ABOUT THIS TASK: Starting with the line containing "Locate each instance of the tree" and going on through the line containing "Locate each instance of the stucco", return the lines of the data below exactly, and only those.

Segment Start: GIVEN DATA

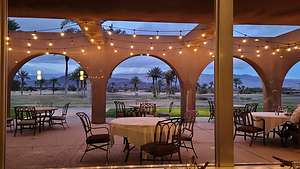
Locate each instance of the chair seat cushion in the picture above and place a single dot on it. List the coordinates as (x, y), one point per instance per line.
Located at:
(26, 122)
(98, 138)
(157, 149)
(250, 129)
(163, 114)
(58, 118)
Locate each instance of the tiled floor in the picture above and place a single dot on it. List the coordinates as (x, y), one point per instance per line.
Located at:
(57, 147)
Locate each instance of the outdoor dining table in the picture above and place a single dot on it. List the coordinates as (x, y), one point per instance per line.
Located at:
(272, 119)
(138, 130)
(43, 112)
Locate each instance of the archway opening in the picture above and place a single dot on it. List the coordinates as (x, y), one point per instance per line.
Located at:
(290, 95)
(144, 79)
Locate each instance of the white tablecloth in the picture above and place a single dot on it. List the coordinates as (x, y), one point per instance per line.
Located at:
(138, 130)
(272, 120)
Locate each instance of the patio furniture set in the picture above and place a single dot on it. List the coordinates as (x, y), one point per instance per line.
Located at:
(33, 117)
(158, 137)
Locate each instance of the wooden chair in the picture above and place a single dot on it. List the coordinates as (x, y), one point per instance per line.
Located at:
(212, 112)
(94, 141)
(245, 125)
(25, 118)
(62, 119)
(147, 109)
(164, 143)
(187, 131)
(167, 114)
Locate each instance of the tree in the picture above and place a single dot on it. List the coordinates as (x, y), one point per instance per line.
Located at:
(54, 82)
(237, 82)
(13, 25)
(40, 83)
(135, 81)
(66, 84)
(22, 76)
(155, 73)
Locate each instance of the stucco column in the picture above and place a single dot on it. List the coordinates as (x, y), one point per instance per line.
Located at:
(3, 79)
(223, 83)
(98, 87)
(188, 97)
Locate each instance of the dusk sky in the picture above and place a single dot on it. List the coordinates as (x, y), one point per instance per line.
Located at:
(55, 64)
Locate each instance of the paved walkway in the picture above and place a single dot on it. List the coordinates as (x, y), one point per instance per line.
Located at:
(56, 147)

Segment End: GIVEN DATA
Segment Start: GIVEN DATA

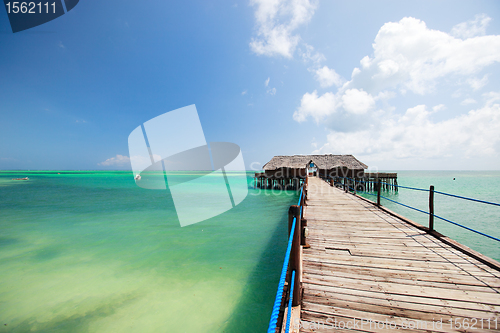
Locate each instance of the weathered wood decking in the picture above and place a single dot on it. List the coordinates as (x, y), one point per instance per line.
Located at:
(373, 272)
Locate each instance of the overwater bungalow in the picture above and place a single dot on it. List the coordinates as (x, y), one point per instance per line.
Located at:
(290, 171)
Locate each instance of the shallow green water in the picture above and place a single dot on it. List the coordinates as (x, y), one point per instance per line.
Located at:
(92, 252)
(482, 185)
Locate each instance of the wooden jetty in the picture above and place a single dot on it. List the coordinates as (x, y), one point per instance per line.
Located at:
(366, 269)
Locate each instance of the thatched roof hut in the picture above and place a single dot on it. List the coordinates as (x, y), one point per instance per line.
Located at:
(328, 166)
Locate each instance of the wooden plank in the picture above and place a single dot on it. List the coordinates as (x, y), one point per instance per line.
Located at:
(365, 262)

Segment End: GIVEN DATA

PROBLEM SOLUTION:
Locate each instance of the tree in the picture above and place a single dot on it. List the coordinates as (x, y), one point per instance per line.
Located at:
(54, 82)
(237, 82)
(13, 25)
(40, 83)
(135, 81)
(66, 84)
(22, 76)
(155, 73)
Locate each instance of the stucco column in the picture above and place a single dot on it. List the coordinates as (x, y), one point per instance per line.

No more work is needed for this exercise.